**Supplied entries:**
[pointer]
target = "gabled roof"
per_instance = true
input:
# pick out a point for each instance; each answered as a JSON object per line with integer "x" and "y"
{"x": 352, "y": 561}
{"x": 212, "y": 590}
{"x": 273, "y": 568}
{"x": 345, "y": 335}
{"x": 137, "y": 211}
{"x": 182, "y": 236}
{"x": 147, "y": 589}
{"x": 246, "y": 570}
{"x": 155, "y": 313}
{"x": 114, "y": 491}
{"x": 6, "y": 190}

**Assignment:** Retyping the whole listing exactly is the task here.

**Result for this exercise:**
[pointer]
target = "gabled roof"
per_instance = true
input:
# pick out a point for each instance; each answered as a JSON object per line with integer "x" and "y"
{"x": 352, "y": 561}
{"x": 212, "y": 590}
{"x": 273, "y": 568}
{"x": 345, "y": 335}
{"x": 137, "y": 211}
{"x": 182, "y": 236}
{"x": 147, "y": 589}
{"x": 246, "y": 570}
{"x": 155, "y": 313}
{"x": 114, "y": 491}
{"x": 6, "y": 190}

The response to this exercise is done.